Istruzioni:
Prosegui il brano sul Circolo Bohemien acese, riprendendo subito dopo la sua ultima frase.

Brano del documento:
▼
Ora capite le ragioni del colore.
Io conservo il primo numero del gennaio 2004 e altri cinque numeri di quel primo anno.
Guardavo a distanza. Timoroso dinanzi alla presenza produttiva di tanti artisti e scrittori. Poi, conobbi più da vicino Cristina, la ragazza che osò sfidare. Mi disse che mi faceva posto. Mi creava spazio. Ecco: lo spirito era proprio quello di “aggiungi un posto a tavola”.
Se permettete, accenno anche al momento storico che stiamo vivendo. Qualcuno dice che potrebbero venir fuori dei pericoli assai più gravi di quelli generati dalla seconda guerra mondiale. Da un lato i disegni occulti delle occulte lobby finanziarie che minano le democrazie alimentando idee sovraniste che spersonalizzano le persone. Dall’altro lato l’incombere deciso della distruzione del pianeta attraverso i disastri ambientali.
Dalle varie manifestazioni di protesta delle nuove generazioni in mezzo mondo, è venuto fuori uno dei tanti slogan: “la bellezza ci potrà salvare”. Quella bellezza curata dalla persona umana attraverso il pensiero e l’arte.
Proporre arte e pensiero è il tentativo del Circolo Bohemien acese.
I Bohemien si ritrovano l’uno accanto all’altro come attorno a un unico tavolo. Ognuno mette a disposizioni le proprie doti, le proprie qualità, i propri doni. E si combina lo sfavillio delle luci e dei colori. Non la forza dell’odio e delle armi ma l’energia dell’inventiva. La forza del pensiero che si manifesta e si esprime in mille forme diverse. In creazioni diverse.
▲
Record del dataset:
▼
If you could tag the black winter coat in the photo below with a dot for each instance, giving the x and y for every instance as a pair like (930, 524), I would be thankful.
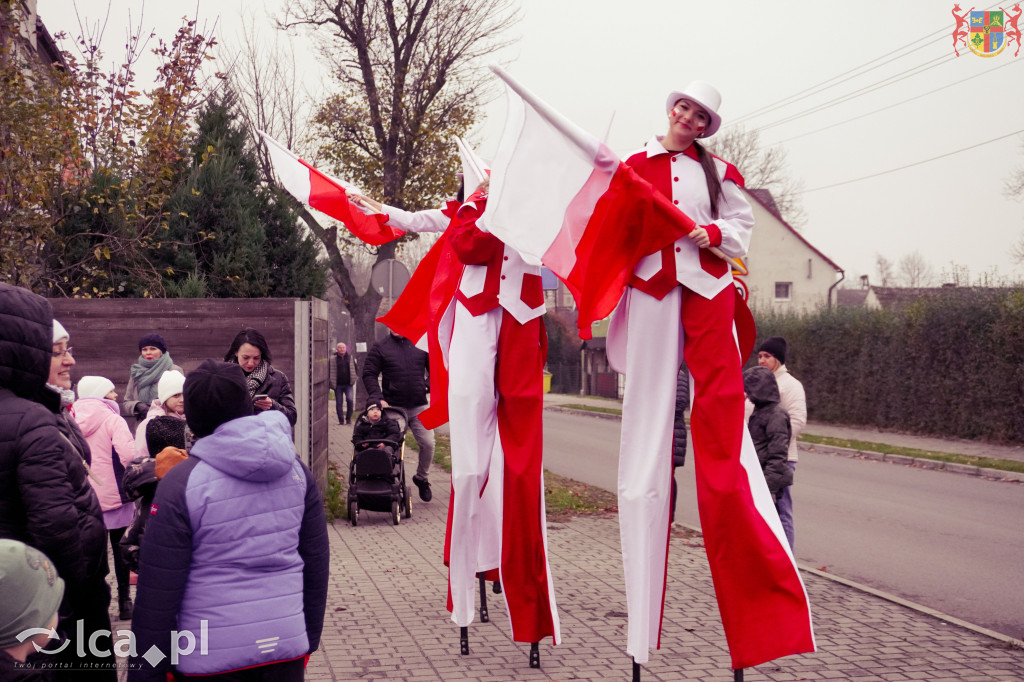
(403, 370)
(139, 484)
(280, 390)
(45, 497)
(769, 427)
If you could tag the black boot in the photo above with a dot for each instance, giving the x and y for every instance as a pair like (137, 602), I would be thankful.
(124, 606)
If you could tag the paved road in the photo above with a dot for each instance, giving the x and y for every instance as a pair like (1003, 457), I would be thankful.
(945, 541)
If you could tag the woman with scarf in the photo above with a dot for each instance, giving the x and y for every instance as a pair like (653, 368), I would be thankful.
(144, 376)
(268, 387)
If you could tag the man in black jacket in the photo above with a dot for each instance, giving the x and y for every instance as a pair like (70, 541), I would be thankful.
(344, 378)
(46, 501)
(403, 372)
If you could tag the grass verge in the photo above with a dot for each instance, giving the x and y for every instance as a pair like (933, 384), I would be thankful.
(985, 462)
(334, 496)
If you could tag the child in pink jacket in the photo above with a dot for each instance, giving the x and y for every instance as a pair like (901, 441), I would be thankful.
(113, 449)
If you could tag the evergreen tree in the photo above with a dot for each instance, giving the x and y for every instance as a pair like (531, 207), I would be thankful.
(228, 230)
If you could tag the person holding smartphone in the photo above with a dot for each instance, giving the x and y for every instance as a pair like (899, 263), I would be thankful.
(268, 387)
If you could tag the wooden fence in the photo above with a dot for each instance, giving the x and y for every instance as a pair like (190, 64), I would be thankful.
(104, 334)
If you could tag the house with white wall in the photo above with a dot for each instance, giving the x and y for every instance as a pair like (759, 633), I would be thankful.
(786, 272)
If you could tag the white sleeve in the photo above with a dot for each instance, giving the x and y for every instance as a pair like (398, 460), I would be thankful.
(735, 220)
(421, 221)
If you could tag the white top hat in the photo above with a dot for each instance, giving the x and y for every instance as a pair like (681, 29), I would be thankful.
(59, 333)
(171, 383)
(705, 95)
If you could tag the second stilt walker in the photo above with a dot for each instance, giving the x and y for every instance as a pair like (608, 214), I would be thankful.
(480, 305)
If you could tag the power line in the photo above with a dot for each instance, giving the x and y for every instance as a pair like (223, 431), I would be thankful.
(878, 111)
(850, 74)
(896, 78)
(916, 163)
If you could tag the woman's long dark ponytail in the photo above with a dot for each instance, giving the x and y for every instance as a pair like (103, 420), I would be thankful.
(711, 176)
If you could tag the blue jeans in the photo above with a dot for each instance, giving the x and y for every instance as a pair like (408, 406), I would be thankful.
▲
▼
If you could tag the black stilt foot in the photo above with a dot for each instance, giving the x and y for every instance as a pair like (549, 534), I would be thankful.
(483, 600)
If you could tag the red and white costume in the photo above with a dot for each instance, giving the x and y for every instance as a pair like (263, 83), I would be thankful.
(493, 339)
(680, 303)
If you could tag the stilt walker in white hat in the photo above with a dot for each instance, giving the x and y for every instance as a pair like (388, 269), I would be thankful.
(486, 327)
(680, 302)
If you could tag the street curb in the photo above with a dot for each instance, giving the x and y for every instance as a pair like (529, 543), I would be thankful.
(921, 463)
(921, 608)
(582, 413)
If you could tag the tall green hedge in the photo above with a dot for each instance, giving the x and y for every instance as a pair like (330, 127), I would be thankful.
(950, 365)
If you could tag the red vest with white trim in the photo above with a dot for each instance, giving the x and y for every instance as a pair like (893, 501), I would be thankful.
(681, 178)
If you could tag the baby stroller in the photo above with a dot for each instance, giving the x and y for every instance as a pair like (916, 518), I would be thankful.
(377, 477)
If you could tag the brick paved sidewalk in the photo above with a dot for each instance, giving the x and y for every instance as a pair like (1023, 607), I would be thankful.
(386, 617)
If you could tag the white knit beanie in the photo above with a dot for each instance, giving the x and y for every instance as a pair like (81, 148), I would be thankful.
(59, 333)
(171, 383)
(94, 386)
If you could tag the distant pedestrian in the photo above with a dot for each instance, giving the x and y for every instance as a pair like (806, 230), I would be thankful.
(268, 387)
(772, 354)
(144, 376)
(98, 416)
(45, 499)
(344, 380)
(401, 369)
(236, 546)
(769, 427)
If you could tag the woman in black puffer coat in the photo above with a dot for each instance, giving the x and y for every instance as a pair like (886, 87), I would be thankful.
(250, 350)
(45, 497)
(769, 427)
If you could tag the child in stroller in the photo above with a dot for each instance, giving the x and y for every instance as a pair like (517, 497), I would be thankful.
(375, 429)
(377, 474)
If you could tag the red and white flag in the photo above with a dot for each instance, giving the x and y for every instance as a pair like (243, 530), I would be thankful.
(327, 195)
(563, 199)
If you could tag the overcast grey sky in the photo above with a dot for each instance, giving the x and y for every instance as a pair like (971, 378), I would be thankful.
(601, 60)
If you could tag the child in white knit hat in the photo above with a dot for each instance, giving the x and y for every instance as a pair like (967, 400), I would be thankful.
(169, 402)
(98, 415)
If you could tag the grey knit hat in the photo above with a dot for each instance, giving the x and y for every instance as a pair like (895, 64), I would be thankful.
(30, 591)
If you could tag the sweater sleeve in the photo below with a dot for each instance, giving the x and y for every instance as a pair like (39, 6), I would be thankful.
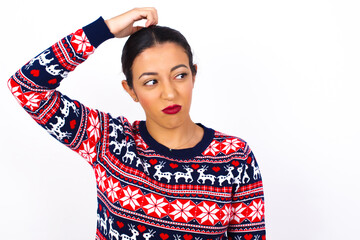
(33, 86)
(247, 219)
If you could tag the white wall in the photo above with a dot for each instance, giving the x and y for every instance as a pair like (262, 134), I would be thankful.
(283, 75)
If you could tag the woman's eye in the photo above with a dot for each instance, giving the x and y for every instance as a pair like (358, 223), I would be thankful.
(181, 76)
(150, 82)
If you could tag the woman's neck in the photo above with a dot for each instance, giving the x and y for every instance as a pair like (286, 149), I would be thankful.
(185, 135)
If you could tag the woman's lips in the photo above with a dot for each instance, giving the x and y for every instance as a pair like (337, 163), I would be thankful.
▲
▼
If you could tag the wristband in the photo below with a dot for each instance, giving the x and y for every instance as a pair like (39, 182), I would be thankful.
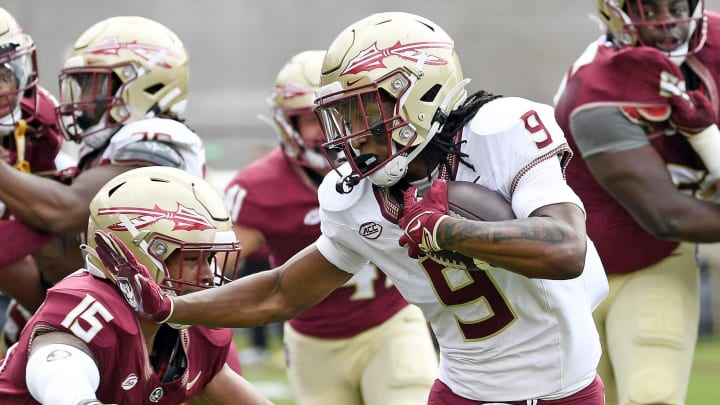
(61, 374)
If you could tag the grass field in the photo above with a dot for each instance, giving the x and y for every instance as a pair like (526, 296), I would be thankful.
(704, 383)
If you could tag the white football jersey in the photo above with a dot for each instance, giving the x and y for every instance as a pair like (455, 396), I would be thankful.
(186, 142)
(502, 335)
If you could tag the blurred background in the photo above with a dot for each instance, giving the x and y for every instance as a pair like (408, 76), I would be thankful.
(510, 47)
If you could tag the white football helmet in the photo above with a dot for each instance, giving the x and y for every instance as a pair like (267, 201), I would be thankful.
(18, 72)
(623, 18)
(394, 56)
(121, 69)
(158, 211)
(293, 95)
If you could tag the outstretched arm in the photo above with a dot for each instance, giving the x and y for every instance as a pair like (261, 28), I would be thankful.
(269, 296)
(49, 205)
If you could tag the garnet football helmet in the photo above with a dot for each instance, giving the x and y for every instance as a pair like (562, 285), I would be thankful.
▲
Risultato finale:
Ho letto proprio in questi giorni una citazione dello strano Sartre: “siamo condannati alla libertà”. Una condanna che si impone come un forte imperativo categorico che ci spinge alla conquista della libertà. Il guaio è che non riusciamo ad avere una idea comune della libertà. Perciò Marleau Ponty rispose a Sartre che è più facile capire che “siamo condannati al buon senso”. Che -per me (ma non so se anche per Ponty)- potrebbe essere un sentimento forte che può esistere in ciascuno di noi. E che ci aiuterebbe a scoprire il valore delle nostre autentiche riserve umane. Capaci di farci vivere una condivisione ampia di umanità.
Dove il pensiero e l’arte guidano l’istinto. E lasciano spazio anche ai sogni.